Exercise data —
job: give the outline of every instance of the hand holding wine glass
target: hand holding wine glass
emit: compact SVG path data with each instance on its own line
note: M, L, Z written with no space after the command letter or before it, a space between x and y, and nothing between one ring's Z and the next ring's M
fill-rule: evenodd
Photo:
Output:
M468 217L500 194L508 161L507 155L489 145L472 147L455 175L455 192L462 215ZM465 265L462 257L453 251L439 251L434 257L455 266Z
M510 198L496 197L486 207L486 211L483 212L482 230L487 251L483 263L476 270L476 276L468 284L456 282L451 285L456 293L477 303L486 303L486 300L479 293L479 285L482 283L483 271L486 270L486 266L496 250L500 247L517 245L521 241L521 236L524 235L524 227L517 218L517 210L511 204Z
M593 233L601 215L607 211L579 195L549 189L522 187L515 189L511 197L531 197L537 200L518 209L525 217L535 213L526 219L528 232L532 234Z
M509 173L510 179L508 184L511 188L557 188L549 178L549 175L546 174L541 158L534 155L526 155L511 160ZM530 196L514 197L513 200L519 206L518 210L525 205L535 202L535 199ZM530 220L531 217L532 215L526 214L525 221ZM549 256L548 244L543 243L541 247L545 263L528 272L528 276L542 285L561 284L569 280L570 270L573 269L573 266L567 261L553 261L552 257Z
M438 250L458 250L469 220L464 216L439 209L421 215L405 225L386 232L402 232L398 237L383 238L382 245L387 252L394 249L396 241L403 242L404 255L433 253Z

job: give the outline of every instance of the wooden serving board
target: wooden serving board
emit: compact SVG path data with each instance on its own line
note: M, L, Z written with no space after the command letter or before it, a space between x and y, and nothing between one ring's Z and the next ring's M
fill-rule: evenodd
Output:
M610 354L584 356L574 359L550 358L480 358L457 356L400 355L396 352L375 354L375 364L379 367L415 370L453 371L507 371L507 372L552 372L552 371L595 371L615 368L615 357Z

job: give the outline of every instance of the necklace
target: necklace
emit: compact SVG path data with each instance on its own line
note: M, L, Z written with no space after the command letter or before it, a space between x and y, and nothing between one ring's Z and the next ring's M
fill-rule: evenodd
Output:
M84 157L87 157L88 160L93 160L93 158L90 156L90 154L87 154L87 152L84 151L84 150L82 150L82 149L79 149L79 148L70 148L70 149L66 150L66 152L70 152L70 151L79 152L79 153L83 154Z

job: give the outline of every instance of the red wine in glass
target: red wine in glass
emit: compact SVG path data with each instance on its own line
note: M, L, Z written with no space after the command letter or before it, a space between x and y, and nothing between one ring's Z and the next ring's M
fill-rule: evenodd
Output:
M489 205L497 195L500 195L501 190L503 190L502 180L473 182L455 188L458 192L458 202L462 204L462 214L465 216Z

* * *

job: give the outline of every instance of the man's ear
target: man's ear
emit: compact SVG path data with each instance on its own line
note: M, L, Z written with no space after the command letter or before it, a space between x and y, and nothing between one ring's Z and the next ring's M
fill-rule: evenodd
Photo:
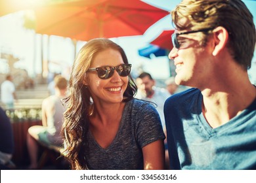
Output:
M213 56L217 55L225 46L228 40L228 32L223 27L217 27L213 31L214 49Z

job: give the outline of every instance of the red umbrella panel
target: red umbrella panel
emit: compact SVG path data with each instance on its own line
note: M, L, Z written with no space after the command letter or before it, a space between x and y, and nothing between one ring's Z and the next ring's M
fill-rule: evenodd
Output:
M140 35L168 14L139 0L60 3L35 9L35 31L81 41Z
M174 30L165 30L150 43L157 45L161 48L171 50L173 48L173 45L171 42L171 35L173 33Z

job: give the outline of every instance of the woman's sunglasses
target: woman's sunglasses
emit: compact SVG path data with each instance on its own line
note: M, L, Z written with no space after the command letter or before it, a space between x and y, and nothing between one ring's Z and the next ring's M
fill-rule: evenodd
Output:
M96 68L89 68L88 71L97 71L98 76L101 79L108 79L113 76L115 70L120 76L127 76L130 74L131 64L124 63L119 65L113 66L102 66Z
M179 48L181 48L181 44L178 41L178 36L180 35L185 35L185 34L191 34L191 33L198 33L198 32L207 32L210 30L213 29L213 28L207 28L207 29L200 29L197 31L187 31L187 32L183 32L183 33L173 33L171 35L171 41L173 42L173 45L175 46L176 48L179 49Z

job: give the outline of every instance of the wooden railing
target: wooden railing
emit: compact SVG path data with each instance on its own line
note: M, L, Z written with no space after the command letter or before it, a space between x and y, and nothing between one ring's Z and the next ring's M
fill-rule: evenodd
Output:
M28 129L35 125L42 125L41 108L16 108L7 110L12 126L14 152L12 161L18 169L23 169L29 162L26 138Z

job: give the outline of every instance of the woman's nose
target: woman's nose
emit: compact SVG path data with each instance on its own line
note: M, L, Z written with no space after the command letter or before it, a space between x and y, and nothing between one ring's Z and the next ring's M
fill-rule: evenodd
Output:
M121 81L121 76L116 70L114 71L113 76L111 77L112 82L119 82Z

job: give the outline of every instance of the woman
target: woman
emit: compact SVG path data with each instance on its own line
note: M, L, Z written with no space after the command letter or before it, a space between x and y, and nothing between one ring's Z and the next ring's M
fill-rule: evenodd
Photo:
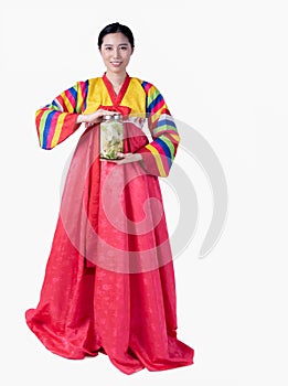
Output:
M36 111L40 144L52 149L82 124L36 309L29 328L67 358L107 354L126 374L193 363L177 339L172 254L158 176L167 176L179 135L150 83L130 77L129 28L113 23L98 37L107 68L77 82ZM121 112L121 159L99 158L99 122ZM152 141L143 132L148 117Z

--

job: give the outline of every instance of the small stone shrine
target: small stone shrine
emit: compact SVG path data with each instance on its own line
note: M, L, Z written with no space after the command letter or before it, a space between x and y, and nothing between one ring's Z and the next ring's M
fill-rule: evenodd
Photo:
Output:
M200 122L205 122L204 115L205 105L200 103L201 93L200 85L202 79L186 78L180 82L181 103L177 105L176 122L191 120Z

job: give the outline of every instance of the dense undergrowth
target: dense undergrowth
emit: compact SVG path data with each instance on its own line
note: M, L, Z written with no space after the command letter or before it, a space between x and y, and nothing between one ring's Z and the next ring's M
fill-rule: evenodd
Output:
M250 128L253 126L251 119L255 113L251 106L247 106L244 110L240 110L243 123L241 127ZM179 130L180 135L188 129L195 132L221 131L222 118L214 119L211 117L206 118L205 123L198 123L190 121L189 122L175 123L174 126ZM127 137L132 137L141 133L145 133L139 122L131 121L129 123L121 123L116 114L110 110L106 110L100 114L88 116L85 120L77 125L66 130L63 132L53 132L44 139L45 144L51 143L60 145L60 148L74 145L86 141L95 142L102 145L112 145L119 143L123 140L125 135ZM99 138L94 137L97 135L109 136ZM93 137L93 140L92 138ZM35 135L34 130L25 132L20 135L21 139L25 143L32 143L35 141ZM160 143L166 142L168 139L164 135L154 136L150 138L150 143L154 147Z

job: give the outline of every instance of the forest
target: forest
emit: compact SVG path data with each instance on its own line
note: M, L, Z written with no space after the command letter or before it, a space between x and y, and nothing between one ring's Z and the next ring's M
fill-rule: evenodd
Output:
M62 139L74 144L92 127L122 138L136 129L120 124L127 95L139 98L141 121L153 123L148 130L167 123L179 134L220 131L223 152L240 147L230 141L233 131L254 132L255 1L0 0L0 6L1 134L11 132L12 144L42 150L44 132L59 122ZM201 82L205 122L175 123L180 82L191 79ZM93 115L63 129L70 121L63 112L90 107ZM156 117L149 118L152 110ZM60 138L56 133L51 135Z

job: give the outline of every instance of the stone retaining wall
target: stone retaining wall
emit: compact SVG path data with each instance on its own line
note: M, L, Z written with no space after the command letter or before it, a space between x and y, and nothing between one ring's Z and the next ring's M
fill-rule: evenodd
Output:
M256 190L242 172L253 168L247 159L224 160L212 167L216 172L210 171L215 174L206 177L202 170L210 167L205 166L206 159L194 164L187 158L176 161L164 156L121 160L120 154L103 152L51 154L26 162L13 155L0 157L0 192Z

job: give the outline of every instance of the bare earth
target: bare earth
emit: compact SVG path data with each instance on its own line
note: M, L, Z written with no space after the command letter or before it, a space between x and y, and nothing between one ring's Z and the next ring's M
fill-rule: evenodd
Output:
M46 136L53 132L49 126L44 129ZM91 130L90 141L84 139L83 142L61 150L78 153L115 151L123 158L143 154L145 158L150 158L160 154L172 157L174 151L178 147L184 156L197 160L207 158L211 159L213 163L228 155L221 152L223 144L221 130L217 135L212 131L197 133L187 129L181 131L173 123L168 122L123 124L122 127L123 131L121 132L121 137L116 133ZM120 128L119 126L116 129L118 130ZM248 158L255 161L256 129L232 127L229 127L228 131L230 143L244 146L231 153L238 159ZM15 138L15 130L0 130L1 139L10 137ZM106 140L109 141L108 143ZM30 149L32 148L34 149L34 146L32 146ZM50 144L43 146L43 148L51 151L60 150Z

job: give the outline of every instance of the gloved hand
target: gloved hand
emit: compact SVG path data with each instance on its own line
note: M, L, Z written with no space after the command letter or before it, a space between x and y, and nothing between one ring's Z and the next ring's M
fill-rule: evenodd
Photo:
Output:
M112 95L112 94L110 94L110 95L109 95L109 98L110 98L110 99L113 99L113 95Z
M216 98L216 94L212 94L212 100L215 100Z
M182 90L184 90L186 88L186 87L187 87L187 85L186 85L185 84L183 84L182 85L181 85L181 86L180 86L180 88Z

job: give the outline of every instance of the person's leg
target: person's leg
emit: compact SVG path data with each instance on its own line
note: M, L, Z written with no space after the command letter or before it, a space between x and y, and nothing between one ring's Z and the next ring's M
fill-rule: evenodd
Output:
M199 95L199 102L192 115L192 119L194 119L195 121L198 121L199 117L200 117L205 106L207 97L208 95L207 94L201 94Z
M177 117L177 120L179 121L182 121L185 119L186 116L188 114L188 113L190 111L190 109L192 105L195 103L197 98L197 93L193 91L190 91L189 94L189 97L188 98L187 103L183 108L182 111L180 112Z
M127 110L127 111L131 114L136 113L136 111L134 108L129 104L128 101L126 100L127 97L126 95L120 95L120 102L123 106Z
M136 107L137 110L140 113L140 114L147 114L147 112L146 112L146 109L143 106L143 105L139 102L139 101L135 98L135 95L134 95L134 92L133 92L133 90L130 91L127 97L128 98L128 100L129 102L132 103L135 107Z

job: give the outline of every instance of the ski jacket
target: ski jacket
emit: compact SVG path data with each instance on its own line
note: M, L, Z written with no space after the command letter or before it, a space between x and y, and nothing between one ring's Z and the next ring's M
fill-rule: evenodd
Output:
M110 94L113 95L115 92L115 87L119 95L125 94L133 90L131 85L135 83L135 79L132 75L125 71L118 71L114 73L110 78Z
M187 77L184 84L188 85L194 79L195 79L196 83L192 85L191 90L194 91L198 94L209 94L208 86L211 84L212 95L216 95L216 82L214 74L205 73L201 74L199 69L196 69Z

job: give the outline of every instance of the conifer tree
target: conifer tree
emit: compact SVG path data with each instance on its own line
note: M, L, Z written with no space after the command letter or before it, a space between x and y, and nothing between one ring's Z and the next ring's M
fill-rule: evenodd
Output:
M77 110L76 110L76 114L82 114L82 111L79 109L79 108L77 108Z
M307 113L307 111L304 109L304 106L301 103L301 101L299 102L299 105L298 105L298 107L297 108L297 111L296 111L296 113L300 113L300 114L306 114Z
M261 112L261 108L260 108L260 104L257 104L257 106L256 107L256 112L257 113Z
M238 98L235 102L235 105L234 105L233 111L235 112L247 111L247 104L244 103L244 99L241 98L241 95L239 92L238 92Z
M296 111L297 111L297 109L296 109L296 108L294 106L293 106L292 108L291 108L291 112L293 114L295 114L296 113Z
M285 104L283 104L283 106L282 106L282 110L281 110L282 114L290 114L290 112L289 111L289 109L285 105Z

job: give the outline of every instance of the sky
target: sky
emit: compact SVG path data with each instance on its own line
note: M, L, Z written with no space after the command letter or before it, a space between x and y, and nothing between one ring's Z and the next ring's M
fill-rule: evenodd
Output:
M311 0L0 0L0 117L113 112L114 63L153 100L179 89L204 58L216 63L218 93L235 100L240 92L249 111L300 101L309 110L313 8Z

Requirements — Extract the lines from the line with "job: give the outline of every instance of the forest" through the line with "M62 139L74 144L92", inclusive, and reproduce them verbatim.

Solution —
job: give the outline of every instance of the forest
target: forest
emit: compact SVG path data with each instance on its own line
note: M, L, Z written with no space after the command letter or before it, a space between x and y, and nothing between one ring's Z and the next ring's M
fill-rule: evenodd
Output:
M62 139L74 144L92 127L122 138L136 129L120 124L127 95L139 98L141 121L153 123L148 130L167 123L179 134L220 131L223 152L240 147L230 141L233 131L254 132L255 1L0 0L0 6L1 134L11 132L12 144L42 150L44 132L59 122ZM201 82L205 122L175 123L180 82L191 79ZM93 115L63 129L70 121L63 112L90 107ZM156 117L149 118L152 110ZM60 138L56 133L51 135Z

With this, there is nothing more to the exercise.